What is asked —
Copy every record word for word.

________________________________________

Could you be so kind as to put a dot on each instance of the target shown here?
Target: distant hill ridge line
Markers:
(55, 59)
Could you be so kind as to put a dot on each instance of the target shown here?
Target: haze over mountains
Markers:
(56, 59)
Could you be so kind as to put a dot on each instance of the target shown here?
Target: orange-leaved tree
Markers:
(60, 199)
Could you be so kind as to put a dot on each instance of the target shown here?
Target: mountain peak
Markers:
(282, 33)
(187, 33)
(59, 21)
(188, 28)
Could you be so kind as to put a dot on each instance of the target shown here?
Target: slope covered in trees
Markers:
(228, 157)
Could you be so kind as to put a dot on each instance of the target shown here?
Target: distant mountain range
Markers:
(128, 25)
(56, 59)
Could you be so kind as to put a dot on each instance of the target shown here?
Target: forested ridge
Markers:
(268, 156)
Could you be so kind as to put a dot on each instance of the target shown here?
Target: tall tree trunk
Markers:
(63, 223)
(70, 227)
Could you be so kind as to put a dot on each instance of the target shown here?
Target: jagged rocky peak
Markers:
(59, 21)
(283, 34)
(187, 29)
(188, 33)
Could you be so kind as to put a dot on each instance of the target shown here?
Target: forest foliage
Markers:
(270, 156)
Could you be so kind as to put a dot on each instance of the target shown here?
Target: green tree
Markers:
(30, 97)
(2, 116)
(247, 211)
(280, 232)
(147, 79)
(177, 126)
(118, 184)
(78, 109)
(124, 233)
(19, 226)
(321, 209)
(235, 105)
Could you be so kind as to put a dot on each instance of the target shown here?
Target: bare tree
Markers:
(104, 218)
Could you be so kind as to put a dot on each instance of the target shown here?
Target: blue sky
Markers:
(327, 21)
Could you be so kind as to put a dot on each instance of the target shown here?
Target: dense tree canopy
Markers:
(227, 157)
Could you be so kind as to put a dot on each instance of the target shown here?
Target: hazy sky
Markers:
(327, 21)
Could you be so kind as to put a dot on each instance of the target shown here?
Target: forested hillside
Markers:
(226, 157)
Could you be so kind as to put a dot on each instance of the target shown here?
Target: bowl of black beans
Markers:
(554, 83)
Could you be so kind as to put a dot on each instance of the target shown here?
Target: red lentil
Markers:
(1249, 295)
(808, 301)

________________________________________

Exercise answer —
Could you be so kind as to put a dot on each instance of the target shown here?
Target: distant hill ridge line
Markers:
(55, 59)
Could you be so kind as to put a dot on each instance of the target shown here?
Target: haze over mountains
Markers:
(56, 59)
Could you be so kind as to put a dot on each instance of the target shown here?
Target: orange-leaved tree
Markers:
(60, 199)
Could you be so kind as to put a dot on each instance of the target shown here?
Target: mountain peak
Markers:
(282, 33)
(187, 33)
(59, 21)
(188, 28)
Could you be so kind as to put a dot on each instance of the target shown here?
Target: slope covered in trees
Markers:
(228, 157)
Could you be so kind as to put a dot on each instance of the target shown here?
Target: distant mountain range
Markers:
(128, 25)
(56, 59)
Could you be so kind as to put a dot on each instance of the target shown here?
Target: forested ridge
Markers:
(268, 156)
Could you be so kind as to put a dot on each instance of the target shown here?
Target: tall tree trunk
Markers:
(63, 223)
(70, 227)
Could you be so kind as to put a dot on each instance of the target shown here?
Target: jagged rocky peak
Markers:
(59, 21)
(283, 34)
(187, 29)
(188, 33)
Could you be so kind as to put a dot on each instance of the target shown here?
Target: forest foliage
Markers:
(270, 156)
Could you be so kind as to put a dot on each instance of the target shown here?
Target: green tree
Markers:
(30, 97)
(2, 116)
(247, 211)
(280, 232)
(147, 79)
(177, 126)
(118, 184)
(78, 109)
(124, 233)
(19, 226)
(321, 209)
(235, 105)
Could you be so kind as to put a dot on each instance of the target shown here?
Target: bare tree
Markers:
(104, 218)
Could you be so kind as to put a dot on each instance of the target shown here?
Target: blue sky
Markers:
(327, 21)
Could you be so kind as to put a dot on each instance of the target shown here?
Target: dense tree canopy
Markers:
(227, 157)
Could you be so kind as to put a dot on each instance of the target shown here?
Target: hazy sky
Markers:
(327, 21)
Could you be so kind as to put a dot on each instance of the target shown here?
Target: forested hillside
Markers:
(226, 157)
Could you be so kind as to put a dot on each instance of the target shown here?
Target: bowl of black beans
Markers:
(554, 83)
Could you be so kind as to put a dot on each instance of the target shown here?
Target: red lentil
Markers:
(1249, 295)
(808, 301)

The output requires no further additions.